THINGS TO DO:
- A) In the thread on percpu eBPF maps, which call does the writer suggest doing once at the beginning instead of repeating memcmp() during lookup?
- B) Continue the thread on percpu eBPF maps from the point where it stops.

PAGE TEXT:
[START]

I was referring to your _memory_ consumption comment.  The key is bigger,
more keys and buckets are needed.

and even for CPU concern, Yes also.  If the key stays long enough for
aggregation (and atomic operations), is it better to do one alloc_percpu_gfp()
at the beginning instead of extra memcmp() over and over again during lookup?
Having said that, I don't think either of the alloc or memcmp cost is
significant enough to distract the percpu discussion.

>
> >
> > If the expectation is to have a small numbers of cpu accessing a key (like
> > biolatency), the bpf prog can stay with the regular bpf map.  The new
> > percpu map has almost the same interface (except the syscall added in
> > Patch 3).
>
> > Switching between the two map types is easy.
>
> No, it isn't easy with your patchset, since we can't look up
> one key in one specific CPU from eBPF prog, not mention you
> introduce extra syscall.
Why would a eBPF prog (bpf_kern.o) want to access value of another CPU?
Does it defeat the purpose of using percpu value in the first place?

> >
> >> >> For HASH map, it is easy to make cpu id as part of key, then the map
> >> >> can be thought as percpu too, and atomic op isn't needed in eBPF program.
> >> > Putting the cpu id as part of the key was indeed the first hack I did
> >> > to get a sense of potential benefit.

[END]

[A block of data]
[START]

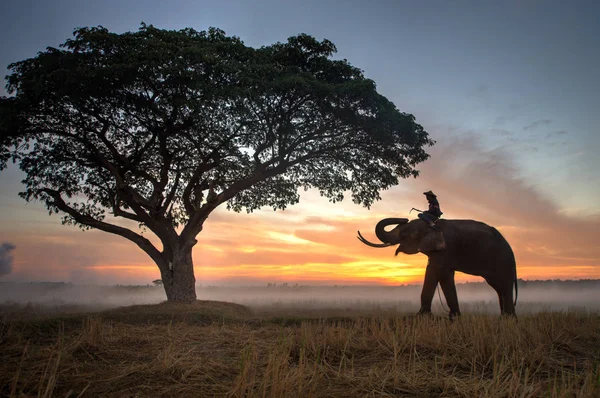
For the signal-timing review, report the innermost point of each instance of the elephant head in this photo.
(412, 237)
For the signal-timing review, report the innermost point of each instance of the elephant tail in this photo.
(516, 286)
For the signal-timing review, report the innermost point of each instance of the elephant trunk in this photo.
(384, 235)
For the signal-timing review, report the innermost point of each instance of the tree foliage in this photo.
(161, 127)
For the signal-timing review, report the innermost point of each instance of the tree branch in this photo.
(139, 240)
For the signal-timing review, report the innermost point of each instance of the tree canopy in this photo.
(161, 127)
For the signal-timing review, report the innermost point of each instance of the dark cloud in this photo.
(488, 186)
(554, 134)
(6, 258)
(537, 123)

[END]

THE RESPONSES:
- A) alloc_percpu_gfp()

- B)
> >> >
> >> > However, by extending the real-key with cpu-id, it is not intuitive to
> >> > use and it is prone to error.  For example, how to delete a real-key for
> >> > all cpus?  Iterating a particular real-key for all cpu is also tricky.  What
> >> > does it mean if a real-key exists for cpu#0 but not cpu#1? The real-key
> >>
> >> lookup returns NULL if the key(real key plus cpu id) doesn't exist.
> >>
> >> > got deleted from all cpu while iterating? or something else?  I believe
> >> > there are ways to get around but it is better to provide a clean
> >> > implementation instead.
> >>
> >> It might be true, but I hope there is one real example, in which we can
> >> see the obvious disadvantage of real key plus cpu_id. In the other way,
> >> we still can improve current hash map to make this case easier to use.
> > By extend(real_key, cpu_id), the uniqueness property of a real_key (and
> > it should be as a key for a hashmap) is getting blurry and it is not
> > ideal.
> >
> > The typical use case is for doing a lot of aggregation (which bpf+kprobe
> > is strong at) on a real_key which will exist for a reasonable long period
> > of time.  For example, I would like to do some packet statistics on each
> > IPv6 /64 prefix.  The userspace will iterate the /64 prefix (real_key)
                          ^^^^^^^^^^^^^^^^^^^^^^
> > and sum up all values (of each cpu) before reporting for a particular
> > prefix.
>
> Is there any script or ebpf sample code for this case? I appreciate much
> we can talk with code.
Sure, a simplified version is at the end.

> >
> > How to delete a real_key from all cpu? A loop to iterate all
> > extend(real_key, cpu_id)?
>
> Yes.
That is not ideal then.

Let alone the max_entries of the map also needs to be changed
whenever it is running in another machine with different number
of cores.

> >> That sounds not a good result, 40X memory consumption only save %3 CPU,
> >> and the approach(real_key, cpu_id) still can save %3 without extra memory
> >> consumption(or much less than percpu MAP)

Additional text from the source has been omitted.